* **SOURCE DOCUMENT**:
○ ○ ○

1. Field of the Invention

The present invention relates generally to signal switching systems, methods and apparatuses and more specifically to a signal switching systems, methods, and apparatuses for mitigating unwanted signals.

2. Background

The invention described herein generally relates to the field of signal processing with particular applications to the specialized field of audio signal processing as it is used in the production of music. Specifically, this invention relates to a class of component devices comprising a signal processing system for use by practitioners of the field of signal processing.

In many applications for signal processing, there can be two classes of signals; desired signals and unwanted signals. In these applications, the objective is often to separate these two classes of signals towards the ultimate goal of isolating and recovering the desired signals. In some signal processing applications, a plurality of signal processing devices can be configured into the signal path of the signal processing system. The act of enabling or disabling these signal processing devices during the production of a signal will often introduce unwanted signals known as switching transients. Switching transients are one sub-class of unwanted signal that can result from the signal processing activity, itself. Avoiding the introduction of these switching transients is often desirable.

This issue is particularly acute in the creation of audio signals in the production music. Musicians, artists, producers, technicians and others often use signal processing devices to alter the audio signals as they are created. These signal processing devices comprise amplifiers, synthesizers, digital effects generators, dynamic effects, filter effects, modulation effects, distortion effects, pitch/frequency effects, time based effects, feed back/sustain effects, etc. Creators of audio signals often cascade a finite number of signal processing devices together in series and/or parallel combinations and then activate these devices individually or in combination to create a desired sound.

While creating such desired sounds, these signal processing devices can be engaged and disengaged in arbitrary combinations at random times. The action of engaging and disengaging these signal processing devices can result in undesirable sounds known as switching transients that manifest as pops, static bursts, squeals, clicks, thumps, etc. These switching transients are not wanted, can ruin the desired effect, and are very difficult to remove once they are introduced into the audio signal.

What is needed is a “silent” true bypass system, apparatus and method, adapted and configured to minimize, reduce and/or suppress transient signals in the output resulting from switching from a first signal path to a second signal path.

BRIEF DESCRIPTION OF THE DRAWINGS

FIG. 1 depicts a high-level overview diagram of one embodiment of a signal processing device comprising a bypass switching system.

FIG. 2 depicts a detailed diagram of the bypass switching system.

FIG. 3 depicts an alternate embodiment of a bypass switching system

FIG. 4 depicts an alternate embodiment of a bypass switching system comprising a low impedance detection unit FIG. 5 depicts an asymmetrical double pole double throw switch

FIG. 6 is a state transition timing diagram depicting a switching sequence embodiment of an asymmetrical double pole double throw switch.

○ ○ ○

* **TASK SET**:
1. Summarize the patent excerpt in two sentences.
2. According to the patent excerpt, what does FIG. 5 depict?
3. Copy the passage of the patent excerpt starting at "While creating such" and ending at "second signal path.".
The records have no connection to the patent excerpt.

* **EXCERPTED RECORDS**:
○ ○ ○

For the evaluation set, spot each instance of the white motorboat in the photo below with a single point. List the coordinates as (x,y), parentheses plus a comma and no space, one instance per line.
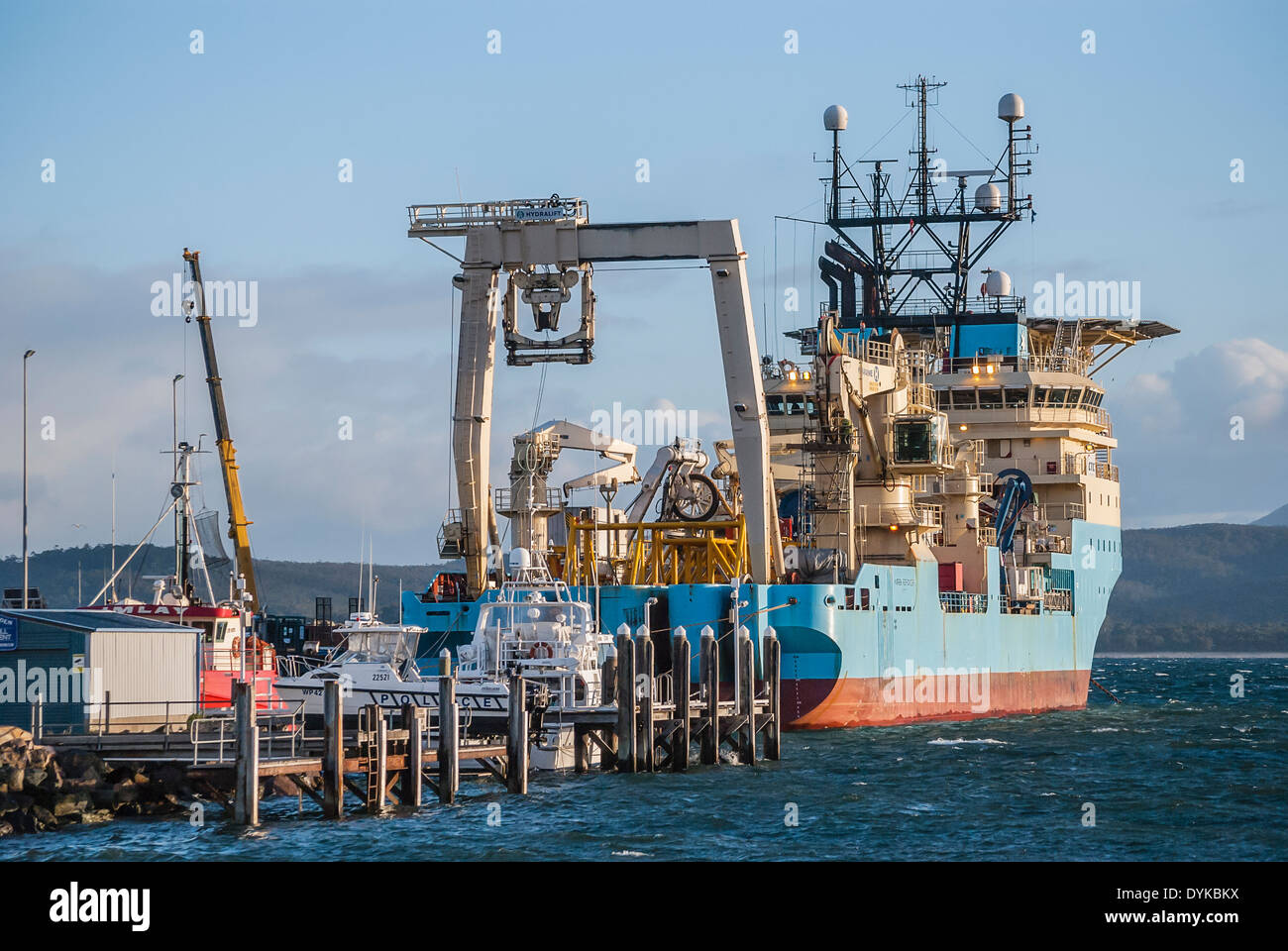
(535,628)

○ ○ ○

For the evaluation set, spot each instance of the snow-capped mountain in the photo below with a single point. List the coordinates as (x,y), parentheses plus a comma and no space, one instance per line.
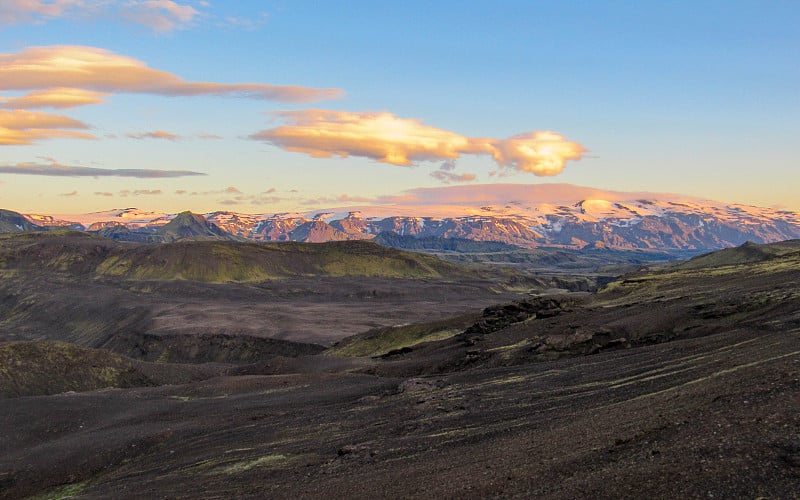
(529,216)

○ ○ ○

* **COMPLETED EXERCISE**:
1. The invention concerns signal switching systems, methods, and apparatuses for mitigating unwanted signals, with particular application to audio signal processing in music production. Engaging and disengaging signal processing devices can introduce switching transients such as pops and clicks that are very difficult to remove, so a "silent" true bypass system is needed to suppress transients when switching from one signal path to another.

2. An asymmetrical double pole double throw switch.

3.
While creating such desired sounds, these signal processing devices can be engaged and disengaged in arbitrary combinations at random times. The action of engaging and disengaging these signal processing devices can result in undesirable sounds known as switching transients that manifest as pops, static bursts, squeals, clicks, thumps, etc. These switching transients are not wanted, can ruin the desired effect, and are very difficult to remove once they are introduced into the audio signal.

What is needed is a “silent” true bypass system, apparatus and method, adapted and configured to minimize, reduce and/or suppress transient signals in the output resulting from switching from a first signal path to a second signal path.